**TASK DESCRIPTION:**
Copy out every one of the rows below word for word, changing nothing.

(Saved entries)
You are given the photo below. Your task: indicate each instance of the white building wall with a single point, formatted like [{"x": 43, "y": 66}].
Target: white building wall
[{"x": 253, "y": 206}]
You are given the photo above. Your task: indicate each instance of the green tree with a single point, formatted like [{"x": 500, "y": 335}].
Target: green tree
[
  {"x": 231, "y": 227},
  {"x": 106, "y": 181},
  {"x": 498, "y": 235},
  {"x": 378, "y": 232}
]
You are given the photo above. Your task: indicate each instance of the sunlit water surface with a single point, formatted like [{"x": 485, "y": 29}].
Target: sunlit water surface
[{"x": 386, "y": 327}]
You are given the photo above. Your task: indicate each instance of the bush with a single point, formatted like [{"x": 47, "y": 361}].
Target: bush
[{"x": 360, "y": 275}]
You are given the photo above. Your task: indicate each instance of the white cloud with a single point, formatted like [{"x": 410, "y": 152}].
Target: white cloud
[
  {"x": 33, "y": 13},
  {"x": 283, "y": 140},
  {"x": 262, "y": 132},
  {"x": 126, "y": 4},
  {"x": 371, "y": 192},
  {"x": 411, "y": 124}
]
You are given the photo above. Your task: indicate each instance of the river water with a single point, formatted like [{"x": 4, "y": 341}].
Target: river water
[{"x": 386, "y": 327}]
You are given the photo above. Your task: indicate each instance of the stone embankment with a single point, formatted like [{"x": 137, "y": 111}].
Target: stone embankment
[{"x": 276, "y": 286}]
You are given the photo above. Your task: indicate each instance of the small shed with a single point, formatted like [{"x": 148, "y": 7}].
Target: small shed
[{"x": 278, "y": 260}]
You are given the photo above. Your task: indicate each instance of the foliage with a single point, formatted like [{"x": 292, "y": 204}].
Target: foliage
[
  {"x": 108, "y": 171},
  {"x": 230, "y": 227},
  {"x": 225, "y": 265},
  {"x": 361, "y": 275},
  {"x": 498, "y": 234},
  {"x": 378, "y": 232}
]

**WRITTEN RESPONSE:**
You are given the photo below. Your task: indicate each instance of the white building wall with a single point, formatted like [{"x": 43, "y": 66}].
Target: white building wall
[{"x": 253, "y": 206}]
You are given the photo above. Your task: indicate each instance of the green tree with a single point, formatted like [{"x": 500, "y": 335}].
Target: green tree
[
  {"x": 231, "y": 227},
  {"x": 106, "y": 181},
  {"x": 498, "y": 235},
  {"x": 378, "y": 232}
]
You are given the photo above. Your task: indicate each instance of the sunlit water surface with a single point, formatted like [{"x": 485, "y": 29}].
Target: sunlit water surface
[{"x": 386, "y": 327}]
You are given the photo above. Your task: indicate each instance of the bush with a single point, formatted like [{"x": 47, "y": 361}].
Target: bush
[{"x": 360, "y": 275}]
You are given the photo above. Your task: indicate each instance of the white cloud with a single point, formatted like [{"x": 410, "y": 152}].
Target: white cloud
[
  {"x": 33, "y": 13},
  {"x": 283, "y": 140},
  {"x": 262, "y": 132},
  {"x": 126, "y": 4},
  {"x": 371, "y": 192},
  {"x": 411, "y": 124}
]
You are given the photo above. Your task: indicate each instance of the river water with a single point, formatted like [{"x": 4, "y": 341}].
Target: river water
[{"x": 386, "y": 327}]
You are given the photo above. Your task: indicate each instance of the stone embankment with a single point, formatted like [{"x": 137, "y": 111}].
Target: stone embankment
[{"x": 276, "y": 286}]
You are given the photo above. Your task: indicate each instance of the small shed with a single point, formatted like [{"x": 148, "y": 7}].
Target: small shed
[{"x": 278, "y": 260}]
You are given the photo above. Your task: indicate each instance of the foliage with a single point, formatted like [{"x": 292, "y": 204}].
Target: foliage
[
  {"x": 108, "y": 171},
  {"x": 230, "y": 227},
  {"x": 225, "y": 265},
  {"x": 361, "y": 275},
  {"x": 498, "y": 234},
  {"x": 378, "y": 232}
]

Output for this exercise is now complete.